_Point placement records_
=======

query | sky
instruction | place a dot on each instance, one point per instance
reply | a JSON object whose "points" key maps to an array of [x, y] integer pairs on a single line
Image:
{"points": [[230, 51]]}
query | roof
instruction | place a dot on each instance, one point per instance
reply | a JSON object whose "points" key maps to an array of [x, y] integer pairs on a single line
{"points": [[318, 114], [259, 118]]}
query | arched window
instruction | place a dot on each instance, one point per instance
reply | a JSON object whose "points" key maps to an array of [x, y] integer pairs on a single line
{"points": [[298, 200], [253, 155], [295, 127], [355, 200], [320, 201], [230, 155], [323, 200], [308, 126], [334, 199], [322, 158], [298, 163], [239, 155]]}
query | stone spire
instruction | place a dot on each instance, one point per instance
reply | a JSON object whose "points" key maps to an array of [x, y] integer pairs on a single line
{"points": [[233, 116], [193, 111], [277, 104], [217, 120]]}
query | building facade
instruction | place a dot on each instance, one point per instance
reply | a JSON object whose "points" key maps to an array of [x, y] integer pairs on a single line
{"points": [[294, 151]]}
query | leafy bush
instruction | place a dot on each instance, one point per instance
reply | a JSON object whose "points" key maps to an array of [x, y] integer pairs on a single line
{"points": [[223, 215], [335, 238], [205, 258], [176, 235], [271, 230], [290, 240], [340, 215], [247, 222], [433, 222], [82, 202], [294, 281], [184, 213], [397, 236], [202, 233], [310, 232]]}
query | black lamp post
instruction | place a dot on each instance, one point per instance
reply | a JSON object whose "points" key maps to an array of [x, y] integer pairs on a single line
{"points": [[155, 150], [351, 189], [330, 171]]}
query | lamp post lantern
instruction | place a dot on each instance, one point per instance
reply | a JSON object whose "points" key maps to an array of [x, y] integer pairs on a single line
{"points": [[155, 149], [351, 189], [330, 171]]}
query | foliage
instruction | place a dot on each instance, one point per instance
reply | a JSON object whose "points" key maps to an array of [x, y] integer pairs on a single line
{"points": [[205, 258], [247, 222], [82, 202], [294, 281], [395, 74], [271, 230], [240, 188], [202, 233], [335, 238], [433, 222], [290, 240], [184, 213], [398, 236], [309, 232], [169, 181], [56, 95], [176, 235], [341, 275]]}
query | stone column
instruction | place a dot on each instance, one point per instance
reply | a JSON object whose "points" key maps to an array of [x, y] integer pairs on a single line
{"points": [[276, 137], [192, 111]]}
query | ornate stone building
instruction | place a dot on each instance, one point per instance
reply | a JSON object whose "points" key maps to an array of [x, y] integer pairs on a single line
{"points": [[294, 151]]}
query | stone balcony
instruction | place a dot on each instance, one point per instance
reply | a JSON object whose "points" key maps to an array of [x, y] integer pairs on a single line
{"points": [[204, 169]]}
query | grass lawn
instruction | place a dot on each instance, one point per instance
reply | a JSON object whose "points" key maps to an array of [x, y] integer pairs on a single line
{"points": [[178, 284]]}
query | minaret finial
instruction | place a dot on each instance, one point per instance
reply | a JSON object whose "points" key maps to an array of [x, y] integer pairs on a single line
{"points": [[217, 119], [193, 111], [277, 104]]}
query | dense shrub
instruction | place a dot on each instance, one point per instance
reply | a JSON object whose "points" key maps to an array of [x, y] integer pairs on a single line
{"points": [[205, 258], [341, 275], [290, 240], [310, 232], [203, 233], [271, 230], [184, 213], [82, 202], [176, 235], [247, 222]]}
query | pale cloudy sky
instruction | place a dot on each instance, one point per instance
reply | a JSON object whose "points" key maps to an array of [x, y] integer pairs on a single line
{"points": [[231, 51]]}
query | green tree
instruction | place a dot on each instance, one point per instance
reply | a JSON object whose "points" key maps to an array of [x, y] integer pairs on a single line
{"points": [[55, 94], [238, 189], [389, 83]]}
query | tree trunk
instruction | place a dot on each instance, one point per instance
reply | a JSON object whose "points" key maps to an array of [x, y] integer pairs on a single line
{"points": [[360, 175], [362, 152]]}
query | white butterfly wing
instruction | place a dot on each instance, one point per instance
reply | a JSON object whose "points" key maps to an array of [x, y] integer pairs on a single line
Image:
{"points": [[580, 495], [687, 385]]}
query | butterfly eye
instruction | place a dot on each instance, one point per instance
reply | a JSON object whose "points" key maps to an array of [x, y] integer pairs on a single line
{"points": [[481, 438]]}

=======

Every line from the one containing "query | tree trunk" through the last line must be copied exactly; leave out the rest.

_FULL OUTPUT_
query | tree trunk
instruction | place a dot on each instance, one point per instance
reply | a JSON object whose "points" key maps to an array of [x, y] integer pairs on a single line
{"points": [[360, 175], [362, 152]]}
query | white butterfly wing
instruction | place a dot on each instance, one point per instance
reply | a JSON object whose "points" key maps to an array of [x, y] integer pairs on a single line
Image:
{"points": [[580, 495], [687, 385]]}
query | butterfly eye
instruction | place a dot on each instance, one point per instance
reply | a JSON object whose "points" key maps to an array of [x, y] integer pairs on a single line
{"points": [[481, 438]]}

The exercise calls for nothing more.